Task to carry out
Each record must be retyped in full. No character may differ.

(Records from a dataset)
________________________

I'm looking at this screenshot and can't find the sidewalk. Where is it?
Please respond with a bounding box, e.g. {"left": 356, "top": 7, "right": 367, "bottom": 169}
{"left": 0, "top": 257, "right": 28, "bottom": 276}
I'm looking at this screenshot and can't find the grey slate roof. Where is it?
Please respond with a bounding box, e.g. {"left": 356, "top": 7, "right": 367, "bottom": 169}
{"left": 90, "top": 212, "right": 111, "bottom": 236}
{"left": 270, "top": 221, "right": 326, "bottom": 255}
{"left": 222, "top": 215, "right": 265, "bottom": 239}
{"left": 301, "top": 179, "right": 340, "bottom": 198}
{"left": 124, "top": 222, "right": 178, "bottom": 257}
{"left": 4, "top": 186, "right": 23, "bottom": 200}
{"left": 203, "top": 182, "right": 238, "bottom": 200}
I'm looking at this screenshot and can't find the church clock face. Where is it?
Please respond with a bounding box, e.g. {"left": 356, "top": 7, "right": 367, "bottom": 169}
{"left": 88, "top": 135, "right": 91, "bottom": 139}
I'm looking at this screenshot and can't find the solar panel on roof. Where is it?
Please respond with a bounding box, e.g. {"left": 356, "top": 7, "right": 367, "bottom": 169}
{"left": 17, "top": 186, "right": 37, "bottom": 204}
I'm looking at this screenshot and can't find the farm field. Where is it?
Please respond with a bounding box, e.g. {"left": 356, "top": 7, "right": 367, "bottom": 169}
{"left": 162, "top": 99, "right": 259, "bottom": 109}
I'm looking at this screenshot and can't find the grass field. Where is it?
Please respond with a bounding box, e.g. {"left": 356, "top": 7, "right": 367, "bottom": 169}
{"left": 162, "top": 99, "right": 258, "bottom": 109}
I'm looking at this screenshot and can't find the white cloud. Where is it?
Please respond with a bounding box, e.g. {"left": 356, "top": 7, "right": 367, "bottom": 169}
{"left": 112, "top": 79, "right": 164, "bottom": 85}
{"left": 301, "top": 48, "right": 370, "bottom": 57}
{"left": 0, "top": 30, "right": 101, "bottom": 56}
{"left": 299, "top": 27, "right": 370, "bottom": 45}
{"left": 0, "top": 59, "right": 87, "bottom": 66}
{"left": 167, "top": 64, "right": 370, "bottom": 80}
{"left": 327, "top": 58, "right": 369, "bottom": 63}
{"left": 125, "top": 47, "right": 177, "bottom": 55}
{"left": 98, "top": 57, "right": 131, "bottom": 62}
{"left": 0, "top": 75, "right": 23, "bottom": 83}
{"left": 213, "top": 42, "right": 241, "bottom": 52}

________________________

Output for this task
I'm looking at this screenshot and can't find the sidewalk. Where is it?
Please respond with a bounding box, e.g. {"left": 356, "top": 7, "right": 367, "bottom": 169}
{"left": 0, "top": 257, "right": 28, "bottom": 276}
I'm looking at this screenshot and can't find the grey slate roof. Where is it?
Please respond with a bounding box, e.g. {"left": 356, "top": 7, "right": 367, "bottom": 169}
{"left": 90, "top": 212, "right": 111, "bottom": 236}
{"left": 270, "top": 221, "right": 326, "bottom": 255}
{"left": 222, "top": 215, "right": 265, "bottom": 239}
{"left": 301, "top": 179, "right": 340, "bottom": 198}
{"left": 124, "top": 222, "right": 178, "bottom": 257}
{"left": 4, "top": 186, "right": 23, "bottom": 200}
{"left": 203, "top": 182, "right": 238, "bottom": 200}
I'm looking at this screenshot and can't find the church clock face. Where is it?
Please respond with a bounding box, e.g. {"left": 356, "top": 7, "right": 367, "bottom": 169}
{"left": 88, "top": 135, "right": 91, "bottom": 139}
I'm looking at this screenshot and can't find the solar panel on roof. Where is it?
Please respond with a bounding box, e.g. {"left": 356, "top": 7, "right": 367, "bottom": 169}
{"left": 17, "top": 186, "right": 37, "bottom": 204}
I'm looking at this screenshot and can't find the farm field. Where is it?
Please respond with a bounding box, e.g. {"left": 356, "top": 7, "right": 367, "bottom": 169}
{"left": 162, "top": 99, "right": 259, "bottom": 109}
I'm looking at this screenshot and can't find the grass field. Where is it?
Please respond with a bounding box, e.g. {"left": 356, "top": 7, "right": 367, "bottom": 169}
{"left": 162, "top": 99, "right": 258, "bottom": 109}
I'm looking at this screenshot and can't find the white cloud. Where is it?
Please respond with a bounding box, e.g. {"left": 356, "top": 7, "right": 367, "bottom": 169}
{"left": 112, "top": 79, "right": 164, "bottom": 85}
{"left": 301, "top": 48, "right": 370, "bottom": 57}
{"left": 0, "top": 30, "right": 101, "bottom": 56}
{"left": 299, "top": 27, "right": 370, "bottom": 45}
{"left": 0, "top": 59, "right": 87, "bottom": 66}
{"left": 167, "top": 64, "right": 370, "bottom": 80}
{"left": 327, "top": 58, "right": 369, "bottom": 63}
{"left": 125, "top": 47, "right": 177, "bottom": 55}
{"left": 98, "top": 57, "right": 131, "bottom": 62}
{"left": 0, "top": 75, "right": 23, "bottom": 83}
{"left": 213, "top": 42, "right": 241, "bottom": 52}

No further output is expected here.